_Assignment_.
Copy everything in the listing below word for word, apart from any images.

########################################

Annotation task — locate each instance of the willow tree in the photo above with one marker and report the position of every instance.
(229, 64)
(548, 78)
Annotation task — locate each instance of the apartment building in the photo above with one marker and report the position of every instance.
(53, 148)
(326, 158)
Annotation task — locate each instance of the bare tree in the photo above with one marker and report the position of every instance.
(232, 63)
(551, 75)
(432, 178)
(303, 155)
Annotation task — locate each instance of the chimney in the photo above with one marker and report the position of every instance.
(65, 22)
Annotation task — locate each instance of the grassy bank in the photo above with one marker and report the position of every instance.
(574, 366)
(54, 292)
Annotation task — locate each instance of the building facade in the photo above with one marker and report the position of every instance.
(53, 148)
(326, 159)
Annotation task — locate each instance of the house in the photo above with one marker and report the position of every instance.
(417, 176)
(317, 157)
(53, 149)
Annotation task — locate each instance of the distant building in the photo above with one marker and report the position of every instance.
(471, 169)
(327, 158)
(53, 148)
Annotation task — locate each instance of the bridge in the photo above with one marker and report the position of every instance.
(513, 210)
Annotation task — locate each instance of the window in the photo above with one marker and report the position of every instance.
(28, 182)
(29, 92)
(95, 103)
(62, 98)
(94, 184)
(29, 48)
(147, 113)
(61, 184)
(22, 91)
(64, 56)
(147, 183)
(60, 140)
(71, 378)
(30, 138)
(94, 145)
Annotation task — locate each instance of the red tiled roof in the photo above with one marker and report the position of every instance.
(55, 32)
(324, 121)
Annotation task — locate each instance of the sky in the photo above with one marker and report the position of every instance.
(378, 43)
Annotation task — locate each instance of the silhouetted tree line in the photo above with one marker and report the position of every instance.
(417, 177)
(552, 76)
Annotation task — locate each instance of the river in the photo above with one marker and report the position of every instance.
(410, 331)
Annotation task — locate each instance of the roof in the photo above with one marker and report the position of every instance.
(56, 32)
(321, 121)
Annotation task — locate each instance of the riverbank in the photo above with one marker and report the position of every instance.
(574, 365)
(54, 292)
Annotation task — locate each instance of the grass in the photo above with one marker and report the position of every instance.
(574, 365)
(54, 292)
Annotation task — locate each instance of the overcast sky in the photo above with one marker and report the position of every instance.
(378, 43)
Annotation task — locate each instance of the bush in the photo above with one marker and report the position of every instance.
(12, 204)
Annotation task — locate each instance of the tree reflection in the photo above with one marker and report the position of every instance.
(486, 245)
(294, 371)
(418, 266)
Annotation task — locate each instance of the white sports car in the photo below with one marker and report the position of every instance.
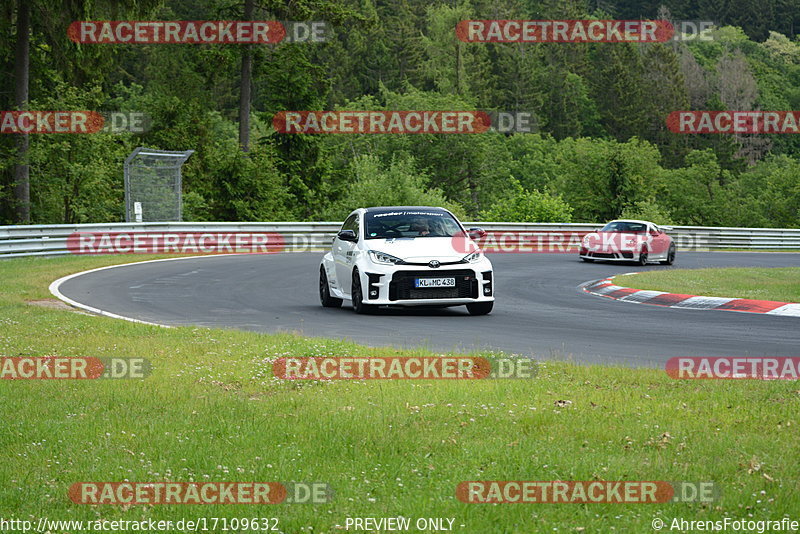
(406, 256)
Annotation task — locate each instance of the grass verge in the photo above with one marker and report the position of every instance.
(212, 411)
(781, 284)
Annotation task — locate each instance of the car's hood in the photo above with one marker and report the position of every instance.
(424, 249)
(617, 241)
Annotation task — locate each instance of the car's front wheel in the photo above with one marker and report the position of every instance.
(480, 308)
(325, 297)
(643, 257)
(357, 295)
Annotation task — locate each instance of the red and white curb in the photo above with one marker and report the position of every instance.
(607, 288)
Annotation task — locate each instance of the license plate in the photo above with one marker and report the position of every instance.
(435, 282)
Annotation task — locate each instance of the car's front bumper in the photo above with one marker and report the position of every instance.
(627, 255)
(393, 285)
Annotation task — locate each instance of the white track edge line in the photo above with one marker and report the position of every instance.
(56, 285)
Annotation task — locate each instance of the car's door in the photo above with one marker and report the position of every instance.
(343, 254)
(658, 241)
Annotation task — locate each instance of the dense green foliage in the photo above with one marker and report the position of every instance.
(602, 150)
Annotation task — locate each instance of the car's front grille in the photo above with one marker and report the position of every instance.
(402, 287)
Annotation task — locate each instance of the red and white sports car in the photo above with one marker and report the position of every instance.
(628, 240)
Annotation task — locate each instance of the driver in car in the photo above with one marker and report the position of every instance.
(421, 227)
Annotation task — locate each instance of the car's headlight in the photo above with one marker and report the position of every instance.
(383, 258)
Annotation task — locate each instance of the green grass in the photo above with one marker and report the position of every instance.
(781, 284)
(212, 411)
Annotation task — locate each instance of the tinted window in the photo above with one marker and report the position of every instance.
(411, 223)
(627, 227)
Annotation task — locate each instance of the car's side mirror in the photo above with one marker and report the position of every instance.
(346, 235)
(477, 233)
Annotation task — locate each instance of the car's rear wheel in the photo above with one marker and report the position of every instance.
(480, 308)
(325, 297)
(670, 256)
(357, 296)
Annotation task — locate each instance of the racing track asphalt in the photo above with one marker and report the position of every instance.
(539, 308)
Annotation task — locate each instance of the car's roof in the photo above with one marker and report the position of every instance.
(386, 209)
(632, 220)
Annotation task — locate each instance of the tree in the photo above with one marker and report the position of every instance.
(22, 184)
(521, 205)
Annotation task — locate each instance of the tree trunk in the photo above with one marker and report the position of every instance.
(244, 93)
(22, 184)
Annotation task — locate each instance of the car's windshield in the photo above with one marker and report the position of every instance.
(623, 226)
(410, 223)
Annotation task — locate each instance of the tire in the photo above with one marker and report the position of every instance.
(358, 296)
(643, 255)
(480, 308)
(325, 297)
(670, 256)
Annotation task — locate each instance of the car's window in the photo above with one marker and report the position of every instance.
(351, 223)
(623, 226)
(410, 223)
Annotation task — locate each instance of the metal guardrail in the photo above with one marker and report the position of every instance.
(48, 240)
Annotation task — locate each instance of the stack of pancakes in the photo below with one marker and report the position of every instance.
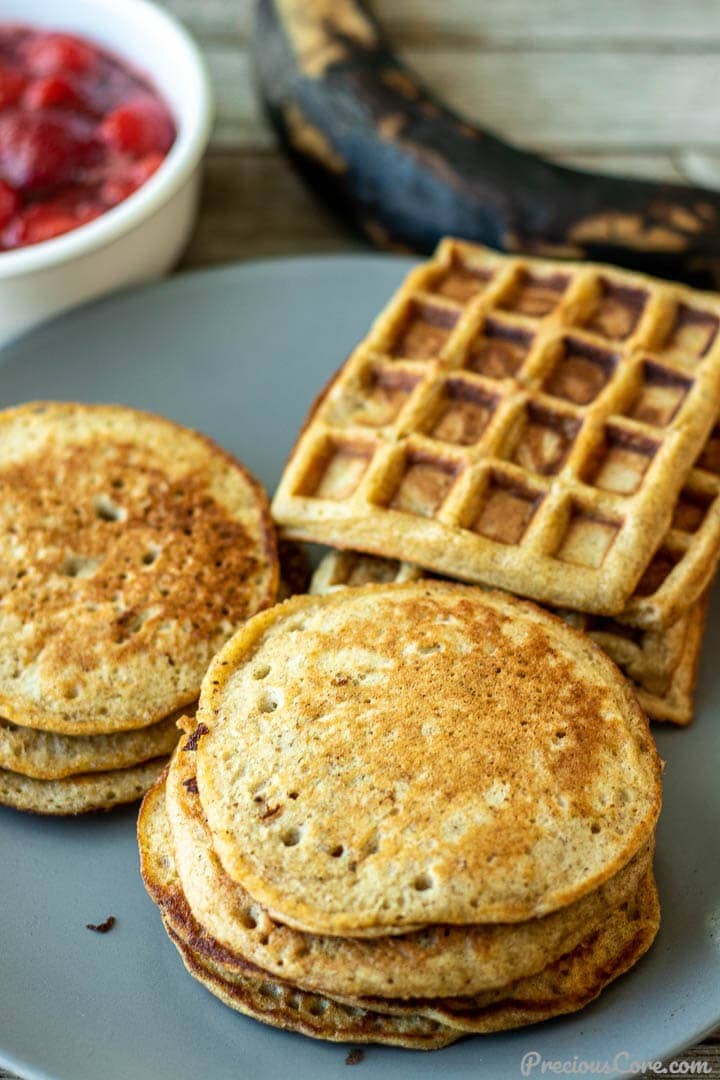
(542, 427)
(382, 827)
(131, 549)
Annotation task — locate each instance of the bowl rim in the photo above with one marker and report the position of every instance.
(182, 159)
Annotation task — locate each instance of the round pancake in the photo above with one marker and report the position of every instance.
(75, 795)
(45, 755)
(568, 984)
(131, 549)
(564, 986)
(433, 962)
(311, 1014)
(424, 753)
(252, 991)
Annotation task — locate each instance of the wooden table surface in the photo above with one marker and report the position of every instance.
(627, 85)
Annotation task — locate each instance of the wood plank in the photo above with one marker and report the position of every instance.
(255, 205)
(640, 24)
(539, 99)
(556, 99)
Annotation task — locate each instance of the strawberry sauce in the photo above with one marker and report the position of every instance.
(80, 131)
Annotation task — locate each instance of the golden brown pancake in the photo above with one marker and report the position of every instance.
(436, 961)
(131, 549)
(388, 757)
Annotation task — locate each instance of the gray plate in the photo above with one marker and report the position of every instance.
(240, 353)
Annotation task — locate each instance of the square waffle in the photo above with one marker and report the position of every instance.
(522, 423)
(661, 664)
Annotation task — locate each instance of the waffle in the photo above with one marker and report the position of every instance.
(662, 664)
(522, 423)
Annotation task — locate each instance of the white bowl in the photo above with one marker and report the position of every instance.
(143, 237)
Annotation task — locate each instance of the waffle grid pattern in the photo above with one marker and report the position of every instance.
(522, 423)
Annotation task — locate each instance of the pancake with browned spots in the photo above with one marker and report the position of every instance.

########################################

_Result_.
Annotation task — locate each instance of the willow tree in the photo above with one marker and report the position of every instance.
(229, 64)
(548, 78)
Annotation task — locate each instance of the apartment building in the photo above with one marker and report the position of every instance.
(53, 148)
(326, 158)
Annotation task — locate each instance of the bare tree in the photo above with one marker and report the position of every instance.
(232, 63)
(551, 75)
(432, 178)
(303, 155)
Annotation task — locate each instance of the chimney in the photo above with one marker and report the position of every instance.
(65, 22)
Annotation task — locate each instance of the grassy bank in the photo above with one marker and report the position of every instance.
(574, 366)
(54, 292)
Annotation task — locate each instance of the building facade in the photo above with one marker and report the position of every instance.
(53, 148)
(326, 159)
Annotation task — locate each instance of the house in the photo above with one marker and report the position of every instance.
(417, 176)
(317, 157)
(53, 149)
Annotation task — locate each instance of the distant building in the photo above with one marker and report the position of every instance.
(471, 169)
(327, 158)
(53, 148)
Annotation task — locate each instance of the bridge in the photo above with one marker and report the position of every instance.
(513, 210)
Annotation task — locate each instance of the window in the photo above with one marker and report the position of every instance.
(28, 182)
(29, 92)
(95, 103)
(62, 98)
(94, 184)
(29, 48)
(147, 113)
(61, 184)
(22, 91)
(64, 56)
(147, 183)
(60, 140)
(71, 378)
(30, 138)
(94, 145)
Annotation task — locate each instance of the red tiled roof in the photo above with one marker and report the position of every instance.
(55, 32)
(324, 121)
Annotation task — locate each instance of the sky in the photo above with one marker and report the position of every instance.
(378, 43)
Annotation task — locate each instance of the silhouetted tree line in the photo above with one marker and report the position of every instance.
(417, 177)
(552, 76)
Annotation task — locate each instance of the river in the photo above with one marker and report the position of every instance.
(410, 331)
Annotation task — locate each instance of the roof in the photo above with one marker and report the position of every instance.
(56, 32)
(321, 121)
Annotation task — locate each instance of the riverbank in the photo above with one marker and report the position of every instance.
(574, 365)
(54, 292)
Annotation task — locate each instance of the grass in the photo above with one marker and report the position of every instance.
(574, 365)
(54, 292)
Annotation task — locate each instance of the overcast sky in the photo above with one marker and report the position of every instance.
(378, 43)
Annotation task — locate each instance of the bush in the photo above with one marker and report the position of every instance.
(12, 204)
Annotation task — locate each instance of the tree reflection in the photo above with one marker and report the position of every instance.
(486, 245)
(294, 371)
(418, 266)
Annotation task — locate each instance of the white sports car in the photo below with one marker and report the position of every instance.
(406, 256)
Annotation task — locate each instance of the grass verge in the photo above with one marker and report the position of every instance.
(212, 411)
(781, 284)
Annotation task — locate each instance of the car's hood in the photo above with one marker and report the position of every instance.
(424, 249)
(617, 241)
Annotation task — locate each instance of the car's front wheel in the photo above with one marker and report the position of every instance.
(480, 308)
(325, 297)
(643, 257)
(357, 295)
Annotation task — locate each instance of the red and white curb in the photo above with one marker and report the position of every instance.
(607, 288)
Annotation task — locate each instance of the license plate in the photo above with one marker and report the position of every instance.
(435, 282)
Annotation task — locate each instance of the car's front bumper in the photo above with one marker and report the position of every instance.
(627, 255)
(393, 285)
Annotation task — locate each instance of the white track edge line in the photo above with one marker and report the position of every instance.
(56, 285)
Annotation task — locate each instance of the car's door in the photo above with one marker and report the position of every instance.
(343, 254)
(658, 241)
Annotation task — locate each instance of the dense green foliage in the photo above with one marker and report the position of every instance.
(602, 150)
Annotation task — locate each instance of the car's front grille in the photo above with one marker and report the position of every instance.
(402, 287)
Annotation task — locate each instance of the red and white sports car in the photo above with one marker and report the position of every instance.
(628, 240)
Annotation task — locate each instance of the driver in car in the photo above with one marker and report the position of every instance.
(421, 227)
Annotation task — locate each instance of the car's headlight in the photo above with one marker and report the position of every instance.
(383, 258)
Annotation task — locate each instance of the green grass in the photo above with one marker and report the position of every instance.
(781, 284)
(212, 411)
Annotation task — locate each instance of the tinted window in the photo above with one marker and report the position of every instance.
(411, 223)
(627, 227)
Annotation task — locate each instance of the car's side mirror in the photo above with one marker and report the position of every instance.
(346, 235)
(477, 233)
Annotation task — locate each instance of the car's rear wheel in the photo above with one marker and report the position of every instance.
(480, 308)
(325, 297)
(670, 256)
(357, 296)
Annotation task — locate each instance of the racing track asphalt in the photo above with one marker and report the position of every instance.
(539, 308)
Annotation task — locate each instance of the car's roof in the photo above with one marker and report the position of every instance.
(386, 209)
(632, 220)
Annotation task — locate each instance of the tree in the photo above with one marker and report the position of every instance.
(22, 184)
(521, 205)
Annotation task — locate each instance of the tree trunk in the photo above with one marker and report the position of every instance.
(244, 93)
(22, 184)
Annotation task — locate each instance of the car's windshield in the photo above with one marker and report the position of every instance.
(623, 226)
(410, 223)
Annotation task — locate each instance of the tire in the photo above with one marker and report the position of every instance.
(358, 296)
(643, 255)
(480, 308)
(325, 297)
(670, 256)
Annotation task — locate each instance of the car's window in the photo above with one marker and report the position of every instance.
(351, 223)
(623, 226)
(410, 223)
Annotation task — locate each instance of the metal guardrail in the photo above with one marker and report the position of every instance.
(48, 240)
Annotation task — locate each instance of the stack of pancakes in the photo below with one marker and report the position of every instance.
(542, 427)
(382, 827)
(131, 549)
Annotation task — locate each instance of the bowl rim in the photo above with one marker and report the position of every instance.
(182, 159)
Annotation task — locate each instance of the round pancake in the photo above with one marker and report the position of every instance.
(75, 795)
(45, 755)
(568, 984)
(131, 549)
(564, 986)
(433, 962)
(311, 1014)
(424, 753)
(252, 991)
Annotation task — locate each instance of the wooden table surface in the photo above with one marker and report the position of every instance.
(627, 85)
Annotation task — locate each instance of the wood plank in the photo above with one marker and report the position of every instance.
(255, 205)
(640, 24)
(539, 99)
(556, 99)
Annotation task — locate each instance of the strawberry sauce in the photo above with one marker and report the position of every instance.
(80, 131)
Annotation task — locate each instance of the golden brown pancake in the photo above with one marker and report the position of every instance.
(436, 961)
(131, 549)
(388, 757)
Annotation task — locate each instance of the gray plate in the photo above with one marker and report the position of every instance.
(240, 353)
Annotation task — locate each instance of the square waffle in the photo above with one marker and report the position of every instance.
(522, 423)
(661, 664)
Annotation task — locate each instance of the waffle in the photo above with one marker and report the position of every instance.
(662, 664)
(522, 423)
Annotation task — locate each instance of the white bowl in the photo above with one marker and report the position of every instance.
(143, 237)
Annotation task — locate each instance of the waffle grid pattern in the photo above with one marker and report the position of every instance.
(522, 423)
Annotation task — locate each instance of the pancake with browned spots in the photo above with one marker and report the position of every instance.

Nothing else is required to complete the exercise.